When you reach the line that contains "Place one point on every instance of the woman in dark" in the data below, start reproducing lines exactly, and stop after the line that contains "the form (63,246).".

(Natural language region descriptions)
· · · ·
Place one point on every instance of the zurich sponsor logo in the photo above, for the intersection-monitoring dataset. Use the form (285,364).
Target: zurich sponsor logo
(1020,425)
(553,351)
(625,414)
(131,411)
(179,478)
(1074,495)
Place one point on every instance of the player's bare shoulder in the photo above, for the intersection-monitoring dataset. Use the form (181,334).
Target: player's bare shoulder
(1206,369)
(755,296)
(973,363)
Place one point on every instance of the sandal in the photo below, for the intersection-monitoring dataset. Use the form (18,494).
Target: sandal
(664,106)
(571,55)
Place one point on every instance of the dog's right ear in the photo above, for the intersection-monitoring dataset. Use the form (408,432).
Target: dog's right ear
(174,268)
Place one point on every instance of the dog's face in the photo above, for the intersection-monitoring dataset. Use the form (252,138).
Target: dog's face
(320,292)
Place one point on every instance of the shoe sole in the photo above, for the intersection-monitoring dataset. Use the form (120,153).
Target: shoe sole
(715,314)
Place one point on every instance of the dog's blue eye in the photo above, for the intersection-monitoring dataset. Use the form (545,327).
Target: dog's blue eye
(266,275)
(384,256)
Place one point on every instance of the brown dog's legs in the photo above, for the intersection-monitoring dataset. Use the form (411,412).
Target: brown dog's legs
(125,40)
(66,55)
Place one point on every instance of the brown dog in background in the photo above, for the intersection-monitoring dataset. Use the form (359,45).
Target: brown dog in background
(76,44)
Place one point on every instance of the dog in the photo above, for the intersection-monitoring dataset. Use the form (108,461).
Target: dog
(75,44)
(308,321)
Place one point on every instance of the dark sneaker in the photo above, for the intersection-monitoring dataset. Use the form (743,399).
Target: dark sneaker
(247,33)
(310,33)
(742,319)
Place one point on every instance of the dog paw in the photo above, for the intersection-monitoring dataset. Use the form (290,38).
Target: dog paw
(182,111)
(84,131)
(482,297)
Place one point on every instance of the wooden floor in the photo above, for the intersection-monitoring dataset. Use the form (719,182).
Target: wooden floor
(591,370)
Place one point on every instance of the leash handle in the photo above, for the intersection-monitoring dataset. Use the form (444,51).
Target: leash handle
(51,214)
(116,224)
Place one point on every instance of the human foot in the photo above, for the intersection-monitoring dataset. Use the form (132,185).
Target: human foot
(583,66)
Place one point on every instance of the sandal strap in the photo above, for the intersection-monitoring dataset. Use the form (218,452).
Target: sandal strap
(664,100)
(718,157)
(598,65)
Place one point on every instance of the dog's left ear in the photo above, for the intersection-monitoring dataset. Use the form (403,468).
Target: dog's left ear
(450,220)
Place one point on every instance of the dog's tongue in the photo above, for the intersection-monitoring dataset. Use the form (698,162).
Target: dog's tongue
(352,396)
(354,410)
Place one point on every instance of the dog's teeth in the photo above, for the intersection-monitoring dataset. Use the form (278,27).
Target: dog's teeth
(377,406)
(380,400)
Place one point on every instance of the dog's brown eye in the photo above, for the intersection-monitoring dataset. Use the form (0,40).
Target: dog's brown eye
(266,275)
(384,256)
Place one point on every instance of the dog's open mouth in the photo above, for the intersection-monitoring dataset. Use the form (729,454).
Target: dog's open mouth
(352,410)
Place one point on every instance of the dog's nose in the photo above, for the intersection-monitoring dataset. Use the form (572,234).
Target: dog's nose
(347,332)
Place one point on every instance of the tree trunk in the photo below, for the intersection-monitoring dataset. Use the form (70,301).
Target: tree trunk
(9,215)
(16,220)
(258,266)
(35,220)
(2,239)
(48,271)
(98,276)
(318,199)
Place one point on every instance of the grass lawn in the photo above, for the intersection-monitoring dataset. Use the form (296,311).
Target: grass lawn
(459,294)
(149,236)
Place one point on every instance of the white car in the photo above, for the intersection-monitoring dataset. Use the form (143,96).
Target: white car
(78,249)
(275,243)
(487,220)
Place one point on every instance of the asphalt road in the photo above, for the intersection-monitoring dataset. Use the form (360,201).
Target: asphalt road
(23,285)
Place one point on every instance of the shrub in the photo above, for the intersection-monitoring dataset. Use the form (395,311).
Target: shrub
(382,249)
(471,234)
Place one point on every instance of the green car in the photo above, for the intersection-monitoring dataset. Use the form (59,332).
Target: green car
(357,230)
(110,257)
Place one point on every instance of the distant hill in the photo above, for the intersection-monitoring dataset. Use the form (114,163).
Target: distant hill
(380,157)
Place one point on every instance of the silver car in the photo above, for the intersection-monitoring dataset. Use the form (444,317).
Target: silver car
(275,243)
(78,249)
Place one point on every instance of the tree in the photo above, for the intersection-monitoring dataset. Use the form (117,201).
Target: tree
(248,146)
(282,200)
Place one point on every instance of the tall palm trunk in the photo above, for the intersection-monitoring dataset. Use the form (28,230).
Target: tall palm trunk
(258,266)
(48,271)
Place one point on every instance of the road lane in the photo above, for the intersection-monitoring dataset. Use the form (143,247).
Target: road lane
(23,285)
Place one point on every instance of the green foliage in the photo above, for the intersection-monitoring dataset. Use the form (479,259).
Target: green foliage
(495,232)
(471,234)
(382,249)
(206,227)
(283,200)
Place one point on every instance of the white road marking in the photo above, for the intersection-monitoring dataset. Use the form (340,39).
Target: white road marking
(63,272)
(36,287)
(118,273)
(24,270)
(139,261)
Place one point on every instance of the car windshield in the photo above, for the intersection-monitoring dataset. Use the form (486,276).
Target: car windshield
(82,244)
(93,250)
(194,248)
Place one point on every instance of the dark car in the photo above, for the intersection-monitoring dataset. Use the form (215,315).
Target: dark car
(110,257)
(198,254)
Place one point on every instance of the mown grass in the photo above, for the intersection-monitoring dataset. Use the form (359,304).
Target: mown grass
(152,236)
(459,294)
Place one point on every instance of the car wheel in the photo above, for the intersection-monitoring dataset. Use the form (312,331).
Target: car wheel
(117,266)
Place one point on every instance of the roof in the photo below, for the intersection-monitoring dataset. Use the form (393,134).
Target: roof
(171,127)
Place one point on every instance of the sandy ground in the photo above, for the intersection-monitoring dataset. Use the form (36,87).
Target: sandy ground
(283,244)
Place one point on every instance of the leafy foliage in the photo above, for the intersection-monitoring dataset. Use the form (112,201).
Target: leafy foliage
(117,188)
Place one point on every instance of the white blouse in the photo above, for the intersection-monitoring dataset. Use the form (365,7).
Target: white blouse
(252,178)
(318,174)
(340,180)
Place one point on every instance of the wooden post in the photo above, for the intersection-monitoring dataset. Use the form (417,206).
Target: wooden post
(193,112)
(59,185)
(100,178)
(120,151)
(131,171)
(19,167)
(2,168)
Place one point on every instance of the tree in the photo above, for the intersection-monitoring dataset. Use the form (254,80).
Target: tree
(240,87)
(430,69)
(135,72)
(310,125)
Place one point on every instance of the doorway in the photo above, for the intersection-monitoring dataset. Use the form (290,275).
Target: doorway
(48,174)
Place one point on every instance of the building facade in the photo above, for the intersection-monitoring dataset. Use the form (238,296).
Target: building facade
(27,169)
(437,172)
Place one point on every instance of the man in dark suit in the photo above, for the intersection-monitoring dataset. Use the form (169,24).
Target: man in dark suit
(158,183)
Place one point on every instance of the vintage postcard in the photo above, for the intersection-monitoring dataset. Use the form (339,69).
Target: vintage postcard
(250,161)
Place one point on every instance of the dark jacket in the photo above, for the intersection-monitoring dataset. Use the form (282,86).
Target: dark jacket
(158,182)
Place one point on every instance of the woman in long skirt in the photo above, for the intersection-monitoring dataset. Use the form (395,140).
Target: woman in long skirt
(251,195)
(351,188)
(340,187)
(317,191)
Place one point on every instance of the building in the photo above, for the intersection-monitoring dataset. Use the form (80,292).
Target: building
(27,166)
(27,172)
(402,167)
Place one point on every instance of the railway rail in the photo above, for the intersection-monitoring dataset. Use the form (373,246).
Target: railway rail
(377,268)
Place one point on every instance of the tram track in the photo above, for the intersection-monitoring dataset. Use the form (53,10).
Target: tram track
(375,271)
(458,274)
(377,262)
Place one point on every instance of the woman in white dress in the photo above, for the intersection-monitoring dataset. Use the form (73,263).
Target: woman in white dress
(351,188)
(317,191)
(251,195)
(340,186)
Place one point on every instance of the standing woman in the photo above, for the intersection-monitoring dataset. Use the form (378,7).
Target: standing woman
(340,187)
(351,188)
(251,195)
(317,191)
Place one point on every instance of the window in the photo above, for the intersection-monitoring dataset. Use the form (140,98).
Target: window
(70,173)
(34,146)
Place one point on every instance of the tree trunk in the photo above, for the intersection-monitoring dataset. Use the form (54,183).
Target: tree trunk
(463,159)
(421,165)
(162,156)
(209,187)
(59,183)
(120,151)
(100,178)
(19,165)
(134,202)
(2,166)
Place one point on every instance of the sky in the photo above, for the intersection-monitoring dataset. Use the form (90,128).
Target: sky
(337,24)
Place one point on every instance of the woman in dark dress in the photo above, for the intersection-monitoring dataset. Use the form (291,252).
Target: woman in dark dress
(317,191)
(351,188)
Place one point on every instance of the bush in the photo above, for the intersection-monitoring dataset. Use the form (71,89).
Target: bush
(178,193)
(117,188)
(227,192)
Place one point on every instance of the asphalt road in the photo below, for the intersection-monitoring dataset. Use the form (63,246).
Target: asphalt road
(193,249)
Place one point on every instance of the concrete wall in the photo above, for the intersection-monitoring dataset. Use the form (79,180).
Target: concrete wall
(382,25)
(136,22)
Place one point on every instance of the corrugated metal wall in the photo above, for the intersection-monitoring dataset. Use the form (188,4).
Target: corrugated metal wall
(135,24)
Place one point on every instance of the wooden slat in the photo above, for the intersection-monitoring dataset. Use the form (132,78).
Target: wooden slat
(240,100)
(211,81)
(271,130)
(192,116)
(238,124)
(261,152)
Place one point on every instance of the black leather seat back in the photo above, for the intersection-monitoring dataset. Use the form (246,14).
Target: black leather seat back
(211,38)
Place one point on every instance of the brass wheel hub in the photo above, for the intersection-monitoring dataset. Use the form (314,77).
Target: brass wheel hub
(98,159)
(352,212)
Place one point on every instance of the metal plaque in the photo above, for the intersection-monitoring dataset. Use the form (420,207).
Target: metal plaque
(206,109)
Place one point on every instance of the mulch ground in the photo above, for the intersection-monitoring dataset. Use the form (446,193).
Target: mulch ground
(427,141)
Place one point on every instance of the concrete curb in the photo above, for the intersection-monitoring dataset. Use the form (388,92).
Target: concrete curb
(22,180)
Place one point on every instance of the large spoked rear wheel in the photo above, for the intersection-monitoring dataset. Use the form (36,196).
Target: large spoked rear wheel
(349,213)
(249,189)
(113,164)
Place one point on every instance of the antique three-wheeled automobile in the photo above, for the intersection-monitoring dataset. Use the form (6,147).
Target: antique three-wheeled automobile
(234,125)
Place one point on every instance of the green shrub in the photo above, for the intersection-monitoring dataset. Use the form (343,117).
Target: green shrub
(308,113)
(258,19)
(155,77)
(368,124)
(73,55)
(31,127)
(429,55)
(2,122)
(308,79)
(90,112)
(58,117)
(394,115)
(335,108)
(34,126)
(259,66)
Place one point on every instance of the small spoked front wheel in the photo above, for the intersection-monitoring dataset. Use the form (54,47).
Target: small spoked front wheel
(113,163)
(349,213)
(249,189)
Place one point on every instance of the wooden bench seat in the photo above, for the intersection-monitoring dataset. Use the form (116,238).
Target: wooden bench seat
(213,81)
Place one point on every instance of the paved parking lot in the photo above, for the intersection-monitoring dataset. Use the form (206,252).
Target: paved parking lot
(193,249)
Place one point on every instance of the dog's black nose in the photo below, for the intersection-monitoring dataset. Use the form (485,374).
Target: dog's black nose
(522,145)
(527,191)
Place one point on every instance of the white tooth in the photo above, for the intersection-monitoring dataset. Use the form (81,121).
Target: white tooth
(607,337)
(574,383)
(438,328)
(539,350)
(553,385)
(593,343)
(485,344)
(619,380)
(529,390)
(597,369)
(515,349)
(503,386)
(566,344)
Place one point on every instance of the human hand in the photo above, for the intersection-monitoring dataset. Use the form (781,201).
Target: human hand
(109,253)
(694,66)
· · · ·
> WRITTEN ANSWER:
Place one point on every instance of the woman in dark dress in the photo above, for the intersection-monitoring dataset. Use the form (291,252).
Target: woman in dark dress
(317,191)
(351,188)
Place one point on every instance of the bush in the photo above, for the intersection-monitoring dataset. Use the form (71,89).
Target: bush
(178,193)
(117,188)
(227,192)
Place one point on every instance of the asphalt road in the photo below, for the intersection-monitoring dataset. Use the form (63,246).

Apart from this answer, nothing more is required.